Tuesday, January 18, 2011
If you read this without laughing out loud, there is something wrong
This is dedicated to everyone who ever attempted to get into a
regular workout routine..
For my birthday this year, my Husband (the dear) purchased a week of personal training at the local health club for me.
Although I am still in great shape since being a high school football cheerleader 43 years ago, I decided it would be a good idea to go
ahead and give it a try.
I called the club and made my reservations with a personal trainer
named Christo, who identified himself as a 26-year-old aerobics instructor and model for athletic clothing and swim wear.
My husband seemed pleased with my enthusiasm to get started!
The club encouraged me to keep a diary to chart my progress.
Started my day at 6:00 a.m.
Tough to get out of bed, but found it was well worth it when I
arrived at the health club to find Christo waiting for me.
He is something of a Greek god - with blond hair, dancing eyes and dazzling white smile.. Woo Hoo!!
Christo gave me a tour and showed me the machines.
I enjoyed watching the skillful way in which he conducted his
aerobics class after my workout today..
Christo was encouraging as I did my sit-ups, although my gut was
already aching from holding it in the whole time he was around.
This is going to be a FANTASTIC week-!!
I drank a whole pot of coffee, but I finally made it out the door.
Christo made me lie on my back and push a heavy iron bar into the
air then he put weights on it! My legs were a little wobbly on the treadmill, but I made the full mile...His rewarding smile made it all worthwhile. I feel GREAT-!! It's a whole new life for me.

▶ Supplied material:

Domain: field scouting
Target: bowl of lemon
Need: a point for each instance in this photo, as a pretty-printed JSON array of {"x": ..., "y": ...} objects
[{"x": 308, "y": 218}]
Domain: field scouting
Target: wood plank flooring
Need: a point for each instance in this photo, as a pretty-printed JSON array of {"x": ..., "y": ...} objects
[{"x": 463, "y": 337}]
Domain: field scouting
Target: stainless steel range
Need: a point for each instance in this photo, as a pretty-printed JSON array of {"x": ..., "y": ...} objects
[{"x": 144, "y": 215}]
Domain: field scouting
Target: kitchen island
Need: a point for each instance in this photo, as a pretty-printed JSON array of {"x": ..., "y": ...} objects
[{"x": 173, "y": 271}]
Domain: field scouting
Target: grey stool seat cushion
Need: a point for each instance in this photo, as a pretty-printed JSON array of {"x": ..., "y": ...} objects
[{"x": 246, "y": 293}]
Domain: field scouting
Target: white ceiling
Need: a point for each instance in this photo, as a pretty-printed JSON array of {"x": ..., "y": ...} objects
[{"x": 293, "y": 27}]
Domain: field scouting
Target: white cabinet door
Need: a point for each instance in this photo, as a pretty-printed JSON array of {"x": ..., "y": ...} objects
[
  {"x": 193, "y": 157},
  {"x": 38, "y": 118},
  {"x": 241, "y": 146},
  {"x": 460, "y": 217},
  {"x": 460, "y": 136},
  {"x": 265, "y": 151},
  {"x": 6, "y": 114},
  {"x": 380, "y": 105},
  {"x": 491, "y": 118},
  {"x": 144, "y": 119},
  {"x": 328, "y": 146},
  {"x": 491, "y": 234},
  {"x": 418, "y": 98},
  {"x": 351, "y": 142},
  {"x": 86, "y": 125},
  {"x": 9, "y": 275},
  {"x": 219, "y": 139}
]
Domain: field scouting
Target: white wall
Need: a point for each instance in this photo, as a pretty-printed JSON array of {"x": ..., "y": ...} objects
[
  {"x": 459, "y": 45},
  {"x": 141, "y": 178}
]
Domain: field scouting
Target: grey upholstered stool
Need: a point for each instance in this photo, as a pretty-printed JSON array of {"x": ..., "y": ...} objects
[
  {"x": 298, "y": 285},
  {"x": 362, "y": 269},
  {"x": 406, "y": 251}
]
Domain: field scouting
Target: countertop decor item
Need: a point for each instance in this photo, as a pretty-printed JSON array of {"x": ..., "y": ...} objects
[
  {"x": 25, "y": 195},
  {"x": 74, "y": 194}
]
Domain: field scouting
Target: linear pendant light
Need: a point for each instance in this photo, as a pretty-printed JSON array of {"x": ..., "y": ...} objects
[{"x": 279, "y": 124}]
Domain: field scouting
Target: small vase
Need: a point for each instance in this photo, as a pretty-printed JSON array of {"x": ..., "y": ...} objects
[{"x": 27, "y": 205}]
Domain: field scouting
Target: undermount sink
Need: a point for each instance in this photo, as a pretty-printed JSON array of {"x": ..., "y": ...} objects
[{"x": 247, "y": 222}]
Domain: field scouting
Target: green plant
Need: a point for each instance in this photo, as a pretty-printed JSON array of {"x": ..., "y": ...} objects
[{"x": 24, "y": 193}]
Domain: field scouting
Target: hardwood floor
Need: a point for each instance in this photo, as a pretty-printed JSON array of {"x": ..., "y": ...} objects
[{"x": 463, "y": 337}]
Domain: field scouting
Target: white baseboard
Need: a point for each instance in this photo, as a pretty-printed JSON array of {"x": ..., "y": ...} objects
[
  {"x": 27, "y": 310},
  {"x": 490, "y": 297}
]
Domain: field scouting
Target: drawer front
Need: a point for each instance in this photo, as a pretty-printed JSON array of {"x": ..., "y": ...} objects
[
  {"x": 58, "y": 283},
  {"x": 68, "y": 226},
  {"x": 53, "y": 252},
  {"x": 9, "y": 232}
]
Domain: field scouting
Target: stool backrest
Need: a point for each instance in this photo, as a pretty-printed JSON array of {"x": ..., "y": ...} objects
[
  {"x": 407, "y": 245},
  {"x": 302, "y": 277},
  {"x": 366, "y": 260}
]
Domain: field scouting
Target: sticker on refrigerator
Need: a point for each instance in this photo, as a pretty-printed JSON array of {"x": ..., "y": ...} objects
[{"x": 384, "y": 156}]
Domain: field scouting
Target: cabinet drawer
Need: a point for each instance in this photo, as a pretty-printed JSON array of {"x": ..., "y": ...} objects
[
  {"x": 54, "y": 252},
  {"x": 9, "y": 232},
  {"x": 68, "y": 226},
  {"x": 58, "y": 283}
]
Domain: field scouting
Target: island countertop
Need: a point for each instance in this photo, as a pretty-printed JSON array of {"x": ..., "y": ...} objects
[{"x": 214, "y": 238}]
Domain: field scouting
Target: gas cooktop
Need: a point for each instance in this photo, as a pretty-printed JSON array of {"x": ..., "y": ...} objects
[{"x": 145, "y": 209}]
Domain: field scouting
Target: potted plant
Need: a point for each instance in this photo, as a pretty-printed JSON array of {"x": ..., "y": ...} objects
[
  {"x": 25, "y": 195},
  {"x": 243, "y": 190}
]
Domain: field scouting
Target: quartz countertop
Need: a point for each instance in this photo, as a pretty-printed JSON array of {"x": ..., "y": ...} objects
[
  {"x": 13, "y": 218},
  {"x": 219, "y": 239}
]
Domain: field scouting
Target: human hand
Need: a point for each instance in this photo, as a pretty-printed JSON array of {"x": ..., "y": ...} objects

▶ Required work:
1. According to the workout diary, why was the writer's gut already aching during the sit-ups?
2. Duplicate the workout diary text starting with "My husband seemed" and going on through "a FANTASTIC week-!!".

▶ Solutions for each task:
1. The writer's gut was aching from being held in the whole time Christo was around.

2.
My husband seemed pleased with my enthusiasm to get started!
The club encouraged me to keep a diary to chart my progress.
Started my day at 6:00 a.m.
Tough to get out of bed, but found it was well worth it when I
arrived at the health club to find Christo waiting for me.
He is something of a Greek god - with blond hair, dancing eyes and dazzling white smile.. Woo Hoo!!
Christo gave me a tour and showed me the machines.
I enjoyed watching the skillful way in which he conducted his
aerobics class after my workout today..
Christo was encouraging as I did my sit-ups, although my gut was
already aching from holding it in the whole time he was around.
This is going to be a FANTASTIC week-!!